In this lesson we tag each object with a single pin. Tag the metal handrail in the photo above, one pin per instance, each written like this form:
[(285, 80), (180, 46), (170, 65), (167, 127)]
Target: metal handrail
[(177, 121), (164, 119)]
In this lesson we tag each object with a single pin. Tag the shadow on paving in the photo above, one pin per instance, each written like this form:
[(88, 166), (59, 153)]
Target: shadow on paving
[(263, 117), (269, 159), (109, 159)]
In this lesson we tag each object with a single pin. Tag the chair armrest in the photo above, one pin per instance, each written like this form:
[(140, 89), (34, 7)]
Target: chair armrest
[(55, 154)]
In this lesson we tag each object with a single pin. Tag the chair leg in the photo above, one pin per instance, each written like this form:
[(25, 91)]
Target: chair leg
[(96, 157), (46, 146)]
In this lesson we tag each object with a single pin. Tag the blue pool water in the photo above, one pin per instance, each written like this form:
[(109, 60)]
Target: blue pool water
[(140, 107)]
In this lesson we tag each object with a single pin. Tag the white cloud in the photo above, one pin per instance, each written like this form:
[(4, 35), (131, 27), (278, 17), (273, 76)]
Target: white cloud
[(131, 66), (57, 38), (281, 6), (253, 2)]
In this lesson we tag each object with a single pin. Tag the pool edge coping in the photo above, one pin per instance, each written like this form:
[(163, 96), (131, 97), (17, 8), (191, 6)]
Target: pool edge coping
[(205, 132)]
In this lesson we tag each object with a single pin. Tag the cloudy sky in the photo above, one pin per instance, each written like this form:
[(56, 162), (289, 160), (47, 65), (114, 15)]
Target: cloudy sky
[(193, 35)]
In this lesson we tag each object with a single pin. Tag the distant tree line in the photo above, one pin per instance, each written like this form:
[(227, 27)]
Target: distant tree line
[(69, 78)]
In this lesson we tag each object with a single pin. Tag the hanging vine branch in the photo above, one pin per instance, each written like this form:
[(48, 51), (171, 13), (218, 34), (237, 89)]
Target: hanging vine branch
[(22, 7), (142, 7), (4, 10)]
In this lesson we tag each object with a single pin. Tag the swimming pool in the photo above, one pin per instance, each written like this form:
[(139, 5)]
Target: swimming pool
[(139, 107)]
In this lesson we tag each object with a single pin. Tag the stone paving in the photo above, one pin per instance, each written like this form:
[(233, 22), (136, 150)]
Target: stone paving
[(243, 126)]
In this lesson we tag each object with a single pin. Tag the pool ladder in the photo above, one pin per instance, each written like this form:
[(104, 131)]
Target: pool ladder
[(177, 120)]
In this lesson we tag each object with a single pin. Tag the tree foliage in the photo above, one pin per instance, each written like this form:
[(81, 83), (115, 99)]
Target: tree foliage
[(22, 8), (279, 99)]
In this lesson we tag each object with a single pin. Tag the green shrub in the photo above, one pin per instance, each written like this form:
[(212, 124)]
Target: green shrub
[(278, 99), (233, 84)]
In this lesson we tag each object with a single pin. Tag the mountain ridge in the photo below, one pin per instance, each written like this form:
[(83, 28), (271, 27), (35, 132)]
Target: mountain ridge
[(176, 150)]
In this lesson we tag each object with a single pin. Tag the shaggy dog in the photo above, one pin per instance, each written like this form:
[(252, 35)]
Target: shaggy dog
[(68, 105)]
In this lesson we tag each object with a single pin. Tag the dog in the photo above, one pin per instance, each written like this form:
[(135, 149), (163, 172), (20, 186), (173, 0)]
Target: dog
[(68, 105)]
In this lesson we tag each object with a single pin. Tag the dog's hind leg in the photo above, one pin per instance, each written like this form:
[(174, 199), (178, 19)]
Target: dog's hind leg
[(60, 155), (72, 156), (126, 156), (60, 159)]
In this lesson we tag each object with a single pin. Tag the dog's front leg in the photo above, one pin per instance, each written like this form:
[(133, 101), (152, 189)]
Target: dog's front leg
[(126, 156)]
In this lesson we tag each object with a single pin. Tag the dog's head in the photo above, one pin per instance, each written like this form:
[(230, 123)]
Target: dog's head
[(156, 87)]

───

» **Given instruction**: Present every line above as a Markdown table with two columns, Row and Line text. Number the rows in order and skip any blank lines.

» **Solution to this task**:
| Row | Line text |
|---|---|
| 1 | In this lesson we tag each object with a single pin. Tag the metal handrail in the photo above, one pin per instance, each written like this form: |
| 2 | [(285, 80), (180, 46), (170, 65), (167, 127)] |
| 3 | Target: metal handrail |
| 4 | [(177, 121), (164, 119)] |
| 5 | In this lesson we tag each object with a single pin. Tag the shadow on paving in the photo above, one pin per instance, each written like this form: |
| 6 | [(88, 166), (59, 153)] |
| 7 | Target: shadow on paving |
| 8 | [(263, 117), (269, 159), (109, 159)] |
| 9 | In this lesson we tag each object with a single pin. Tag the chair armrest in the photo above, one pin per instance, each written like this form: |
| 10 | [(140, 89), (34, 7)] |
| 11 | Target: chair armrest |
| 12 | [(55, 154)] |
| 13 | In this lesson we tag each object with a single pin. Tag the chair leg in the photo above, one pin per instance, each written like this form: |
| 14 | [(25, 91)] |
| 15 | Target: chair leg |
| 16 | [(96, 157), (46, 146)] |
| 17 | In this lesson we tag each object with a single pin. Tag the blue pool water in the photo above, one pin per instance, each written like this form: |
| 18 | [(109, 60)] |
| 19 | Target: blue pool water |
| 20 | [(140, 107)] |
| 21 | In this lesson we tag each object with a single pin. Tag the white cloud in the photo above, one pin per instance, each written like this form: |
| 22 | [(4, 35), (131, 27), (278, 17), (273, 76)] |
| 23 | Target: white cloud |
| 24 | [(131, 66), (57, 38), (281, 6), (253, 2)] |
| 25 | In this lesson we tag each object with a single pin. Tag the pool edge coping in the photo above, one pin per instance, each written like this form: |
| 26 | [(163, 96), (131, 97), (17, 8), (191, 6)] |
| 27 | Target: pool edge coping |
| 28 | [(205, 132)] |
| 29 | In this lesson we tag each object with a single pin. Tag the cloudy sky in the photo above, one pin per instance, each written like this form: |
| 30 | [(56, 162), (289, 160), (47, 65), (114, 15)] |
| 31 | Target: cloudy sky |
| 32 | [(193, 35)] |
| 33 | In this lesson we tag each object with a single pin. Tag the distant tree line in the photo above, one pin per instance, each written like this form: |
| 34 | [(227, 27)] |
| 35 | Target: distant tree line |
| 36 | [(69, 78)] |
| 37 | In this lesson we tag each object with a single pin. Tag the hanging vine branch in the photo above, one pin per instance, each written like this form: |
| 38 | [(48, 51), (171, 13), (218, 34), (237, 89)] |
| 39 | Target: hanging vine branch |
| 40 | [(22, 7), (142, 7), (4, 10)] |
| 41 | In this lesson we tag each object with a single pin. Tag the swimming pool in the photo above, one pin per instance, each written like this form: |
| 42 | [(139, 5)] |
| 43 | Target: swimming pool |
| 44 | [(139, 107)] |
| 45 | In this lesson we tag each object with a single pin. Tag the stone paving in the photo above, one pin per instance, each written like this form: |
| 46 | [(233, 22), (136, 150)] |
| 47 | Target: stone paving |
| 48 | [(243, 126)] |
| 49 | In this lesson we tag each object with a single pin. Tag the pool ladder in the photo above, one pin per instance, each written like this form: |
| 50 | [(104, 131)] |
| 51 | Target: pool ladder |
| 52 | [(177, 120)] |
| 53 | In this lesson we tag each object with a single pin. Tag the tree foliage in the photo above, one pin per instance, each written like this form: |
| 54 | [(81, 83), (115, 99)] |
| 55 | Target: tree foliage |
| 56 | [(22, 8), (279, 99)] |
| 57 | In this lesson we tag each object with a single pin. Tag the green shrub in the photo above, one pin per instance, each written like this form: |
| 58 | [(212, 124)] |
| 59 | Target: green shrub |
| 60 | [(278, 99), (233, 84)] |
| 61 | In this lesson we tag each object with a single pin. Tag the mountain ridge in the photo below, one pin per instance, each written like this form: |
| 62 | [(83, 28), (271, 27), (35, 132)] |
| 63 | Target: mountain ridge |
| 64 | [(176, 150)] |
| 65 | In this lesson we tag each object with a single pin. Tag the shaggy dog in the photo above, one pin per instance, each written like this form: |
| 66 | [(252, 35)] |
| 67 | Target: shaggy dog |
| 68 | [(68, 105)] |
| 69 | In this lesson we tag each object with a single pin. Tag the dog in the photo above, one pin per instance, each written like this form: |
| 70 | [(135, 149), (163, 172), (20, 186), (173, 0)] |
| 71 | Target: dog |
| 72 | [(68, 105)] |
| 73 | In this lesson we tag each object with a single pin. Tag the dog's hind leg in the photo above, one pin per instance, each written like this form: |
| 74 | [(174, 199), (178, 19)] |
| 75 | Target: dog's hind leg |
| 76 | [(60, 155), (72, 156), (126, 156), (60, 159)] |
| 77 | In this lesson we tag each object with a single pin. Tag the dog's front leg in the photo above, one pin per instance, each written like this form: |
| 78 | [(133, 101), (152, 189)] |
| 79 | Target: dog's front leg |
| 80 | [(126, 156)] |
| 81 | In this lesson we tag each object with a single pin. Tag the dog's head in the photo above, one pin per instance, each written like this form: |
| 82 | [(230, 123)] |
| 83 | Target: dog's head |
| 84 | [(156, 87)] |